### Work required
Please continue the text on triplet energy transfer below, picking up after its final sentence.

++++ Text segment

Triplet Energy Transfer in Photon Upconversion and Photoswitching

Light-driven processes involving excited triplet states can be leveraged in numerous fields of science and technology to achieve for example more sustainable manufacturing and chemical syntheses, more efficient solar energy harvesting, safer and more potent therapies for diseases, more sensitive imaging and sensors, or more stable qubits for quantum information sciences. Knowledge of the origin and fate of triplet states is therefore fundamental in realizing these outcomes. This involves understanding triplet energy transfer (TET), an integral step in many of these processes.

In this thesis we explore TET, especially in the context of triplet fusion photon upconversion and photoswitching. Photon upconversion by triplet fusion is based on pooling the energy of photoexcitation in metastable triplet states that can fuse to generate singlet excited states with higher energy. Therefore, TET is an integral part of triplet fusion upconversion. Photoswitching or photoisomerization means control of the geometric structure and thus properties of molecules with light. In some photoswitches, such as azobenzenes that are used in this thesis, isomerization can be achieved by accessing their triplet states via TET.

++++++++
++++ Supplied data

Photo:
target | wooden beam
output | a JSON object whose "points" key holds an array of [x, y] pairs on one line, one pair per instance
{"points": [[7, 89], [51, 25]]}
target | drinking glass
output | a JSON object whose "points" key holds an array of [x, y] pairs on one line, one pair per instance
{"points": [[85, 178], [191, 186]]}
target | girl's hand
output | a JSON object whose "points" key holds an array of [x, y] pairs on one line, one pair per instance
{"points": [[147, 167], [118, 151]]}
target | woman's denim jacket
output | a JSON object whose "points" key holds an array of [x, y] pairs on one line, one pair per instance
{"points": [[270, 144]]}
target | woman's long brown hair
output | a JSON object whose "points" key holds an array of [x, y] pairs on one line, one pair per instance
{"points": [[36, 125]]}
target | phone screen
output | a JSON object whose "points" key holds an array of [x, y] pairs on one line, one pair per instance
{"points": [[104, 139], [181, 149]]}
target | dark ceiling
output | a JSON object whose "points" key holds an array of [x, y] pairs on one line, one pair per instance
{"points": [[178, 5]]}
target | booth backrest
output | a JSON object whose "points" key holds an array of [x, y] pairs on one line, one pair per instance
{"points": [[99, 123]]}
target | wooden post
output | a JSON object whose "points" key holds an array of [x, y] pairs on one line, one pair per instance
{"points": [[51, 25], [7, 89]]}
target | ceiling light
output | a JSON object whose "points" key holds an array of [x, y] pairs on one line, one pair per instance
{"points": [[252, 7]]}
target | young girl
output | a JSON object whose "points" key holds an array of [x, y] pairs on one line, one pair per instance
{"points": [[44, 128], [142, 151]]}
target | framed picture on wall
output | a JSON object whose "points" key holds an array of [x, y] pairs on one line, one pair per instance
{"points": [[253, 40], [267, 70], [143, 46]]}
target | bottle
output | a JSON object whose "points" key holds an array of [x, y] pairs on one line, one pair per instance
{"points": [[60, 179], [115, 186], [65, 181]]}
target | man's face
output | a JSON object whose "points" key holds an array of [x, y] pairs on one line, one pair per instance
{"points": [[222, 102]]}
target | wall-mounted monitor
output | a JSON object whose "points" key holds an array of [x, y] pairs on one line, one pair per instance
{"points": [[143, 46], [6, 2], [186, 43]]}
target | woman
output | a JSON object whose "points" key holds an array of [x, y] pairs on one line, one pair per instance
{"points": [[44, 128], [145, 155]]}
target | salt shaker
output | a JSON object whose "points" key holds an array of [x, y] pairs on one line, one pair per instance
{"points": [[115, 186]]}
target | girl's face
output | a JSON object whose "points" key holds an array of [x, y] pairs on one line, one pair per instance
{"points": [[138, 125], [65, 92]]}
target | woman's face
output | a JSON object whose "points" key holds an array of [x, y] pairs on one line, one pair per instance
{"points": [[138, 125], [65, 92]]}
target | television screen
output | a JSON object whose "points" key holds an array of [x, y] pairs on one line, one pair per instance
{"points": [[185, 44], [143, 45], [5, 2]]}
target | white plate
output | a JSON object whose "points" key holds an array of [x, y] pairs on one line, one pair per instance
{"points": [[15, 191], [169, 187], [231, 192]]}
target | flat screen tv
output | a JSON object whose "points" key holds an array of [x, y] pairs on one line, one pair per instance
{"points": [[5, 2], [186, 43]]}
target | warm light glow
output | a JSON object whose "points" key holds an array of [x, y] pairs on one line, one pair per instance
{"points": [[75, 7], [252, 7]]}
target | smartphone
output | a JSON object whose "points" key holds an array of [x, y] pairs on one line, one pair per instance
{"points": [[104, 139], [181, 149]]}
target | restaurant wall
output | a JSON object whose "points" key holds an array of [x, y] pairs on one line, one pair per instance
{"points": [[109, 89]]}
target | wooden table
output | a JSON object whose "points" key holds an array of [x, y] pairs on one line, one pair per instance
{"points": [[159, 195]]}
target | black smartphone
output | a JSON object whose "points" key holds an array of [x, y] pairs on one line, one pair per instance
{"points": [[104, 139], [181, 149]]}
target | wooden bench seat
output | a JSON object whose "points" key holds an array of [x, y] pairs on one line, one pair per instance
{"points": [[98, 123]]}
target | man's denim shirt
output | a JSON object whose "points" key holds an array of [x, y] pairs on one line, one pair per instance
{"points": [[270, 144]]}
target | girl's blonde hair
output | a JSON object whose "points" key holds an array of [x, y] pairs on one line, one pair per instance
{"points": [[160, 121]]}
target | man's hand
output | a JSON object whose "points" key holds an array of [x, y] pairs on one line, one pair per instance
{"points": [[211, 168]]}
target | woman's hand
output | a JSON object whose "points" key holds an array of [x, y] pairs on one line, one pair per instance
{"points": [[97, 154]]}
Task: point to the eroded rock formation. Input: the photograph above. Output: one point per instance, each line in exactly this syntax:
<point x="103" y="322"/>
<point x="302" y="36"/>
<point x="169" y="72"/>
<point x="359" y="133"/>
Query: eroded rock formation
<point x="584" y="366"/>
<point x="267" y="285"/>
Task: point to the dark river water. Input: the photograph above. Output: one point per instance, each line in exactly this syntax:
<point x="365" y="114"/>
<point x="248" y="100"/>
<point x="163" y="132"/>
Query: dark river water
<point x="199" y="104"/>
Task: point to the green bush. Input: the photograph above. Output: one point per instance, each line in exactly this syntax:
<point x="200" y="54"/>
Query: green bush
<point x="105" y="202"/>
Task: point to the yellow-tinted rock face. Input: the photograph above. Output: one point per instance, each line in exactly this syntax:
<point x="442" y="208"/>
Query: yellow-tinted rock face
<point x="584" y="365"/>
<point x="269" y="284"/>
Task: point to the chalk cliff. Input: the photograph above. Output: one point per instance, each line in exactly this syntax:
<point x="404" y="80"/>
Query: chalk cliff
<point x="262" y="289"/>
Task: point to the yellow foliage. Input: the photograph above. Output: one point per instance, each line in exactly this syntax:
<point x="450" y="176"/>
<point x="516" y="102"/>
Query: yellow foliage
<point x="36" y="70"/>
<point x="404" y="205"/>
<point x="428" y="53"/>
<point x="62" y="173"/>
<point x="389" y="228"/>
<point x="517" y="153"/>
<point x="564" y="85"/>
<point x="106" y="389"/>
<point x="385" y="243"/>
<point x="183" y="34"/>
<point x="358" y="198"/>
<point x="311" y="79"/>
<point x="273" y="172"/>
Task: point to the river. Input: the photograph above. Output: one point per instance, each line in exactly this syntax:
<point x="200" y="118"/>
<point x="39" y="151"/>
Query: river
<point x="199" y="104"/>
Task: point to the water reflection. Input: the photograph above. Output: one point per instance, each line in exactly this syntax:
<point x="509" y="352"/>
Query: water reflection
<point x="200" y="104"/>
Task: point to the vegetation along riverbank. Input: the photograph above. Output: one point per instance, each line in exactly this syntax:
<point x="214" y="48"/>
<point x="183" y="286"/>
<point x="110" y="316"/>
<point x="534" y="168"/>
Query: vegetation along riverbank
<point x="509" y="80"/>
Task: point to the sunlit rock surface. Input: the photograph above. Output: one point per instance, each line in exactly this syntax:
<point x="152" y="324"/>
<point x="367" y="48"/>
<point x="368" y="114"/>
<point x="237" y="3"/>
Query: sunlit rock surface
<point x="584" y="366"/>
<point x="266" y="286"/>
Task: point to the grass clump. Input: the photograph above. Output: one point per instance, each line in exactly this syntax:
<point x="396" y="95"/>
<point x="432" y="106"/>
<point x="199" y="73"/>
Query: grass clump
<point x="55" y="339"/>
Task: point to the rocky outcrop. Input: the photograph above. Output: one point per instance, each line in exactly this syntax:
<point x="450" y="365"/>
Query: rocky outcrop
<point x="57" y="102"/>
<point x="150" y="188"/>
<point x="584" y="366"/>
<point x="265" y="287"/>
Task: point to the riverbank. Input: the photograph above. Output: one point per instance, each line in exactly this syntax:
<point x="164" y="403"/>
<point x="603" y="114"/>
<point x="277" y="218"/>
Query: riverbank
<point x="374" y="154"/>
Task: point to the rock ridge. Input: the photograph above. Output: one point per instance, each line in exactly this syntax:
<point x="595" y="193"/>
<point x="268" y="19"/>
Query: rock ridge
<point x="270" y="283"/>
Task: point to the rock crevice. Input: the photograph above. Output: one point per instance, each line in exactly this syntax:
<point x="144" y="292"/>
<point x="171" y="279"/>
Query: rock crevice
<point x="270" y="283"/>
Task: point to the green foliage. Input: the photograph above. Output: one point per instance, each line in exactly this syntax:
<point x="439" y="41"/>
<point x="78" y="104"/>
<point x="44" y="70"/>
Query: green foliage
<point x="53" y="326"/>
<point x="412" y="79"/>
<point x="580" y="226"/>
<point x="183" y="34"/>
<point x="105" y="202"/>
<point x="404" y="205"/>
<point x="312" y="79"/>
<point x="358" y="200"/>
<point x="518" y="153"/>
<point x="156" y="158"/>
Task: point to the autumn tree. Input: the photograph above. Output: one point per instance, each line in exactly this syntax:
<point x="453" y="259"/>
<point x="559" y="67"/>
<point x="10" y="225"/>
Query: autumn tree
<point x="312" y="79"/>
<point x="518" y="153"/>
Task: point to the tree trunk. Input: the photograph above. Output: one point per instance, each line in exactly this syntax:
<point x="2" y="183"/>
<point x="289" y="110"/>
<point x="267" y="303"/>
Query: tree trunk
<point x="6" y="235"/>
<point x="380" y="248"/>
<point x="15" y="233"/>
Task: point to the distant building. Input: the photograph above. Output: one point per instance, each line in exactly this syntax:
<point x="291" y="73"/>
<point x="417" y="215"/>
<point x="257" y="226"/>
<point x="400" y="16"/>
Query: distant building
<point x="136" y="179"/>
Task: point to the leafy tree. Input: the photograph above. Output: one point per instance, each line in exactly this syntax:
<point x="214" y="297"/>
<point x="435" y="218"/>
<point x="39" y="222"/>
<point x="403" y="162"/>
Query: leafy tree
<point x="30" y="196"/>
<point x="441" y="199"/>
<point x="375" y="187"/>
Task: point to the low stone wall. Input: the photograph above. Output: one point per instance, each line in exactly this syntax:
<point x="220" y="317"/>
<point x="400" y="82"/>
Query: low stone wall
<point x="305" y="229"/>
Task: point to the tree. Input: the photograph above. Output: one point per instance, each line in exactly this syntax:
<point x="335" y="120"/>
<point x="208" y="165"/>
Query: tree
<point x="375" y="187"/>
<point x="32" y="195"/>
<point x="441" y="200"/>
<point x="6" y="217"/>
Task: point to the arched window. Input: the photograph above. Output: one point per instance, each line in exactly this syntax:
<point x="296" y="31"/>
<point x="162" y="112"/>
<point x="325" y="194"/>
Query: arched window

++++++++

### Answer to this exercise
After introducing the definition, generation and general properties of excited triplet states and the mechanism of TET, we focus on its role in triplet fusion upconversion and photoswitching systems. This involves investigating the properties of the engaged molecules, photosensitizers and acceptors, and how they affect the performance of these systems, allowing formulation of clear guidelines for designing them. Particularly, we consider the interplay of these properties and its effect on the thermodynamics of TET. Commonly efficient TET is ensured by employing photosensitizer-acceptor pairs with a large exothermic triplet energy gap. Here we investigate systems with small or even endothermic energy gap, how to make them efficient and uncover the possibilities they offer. This thesis deepens the understanding of TET and offers insight into controlling it in photon upconversion and photoswitching, which paves way for their implementation into practical applications.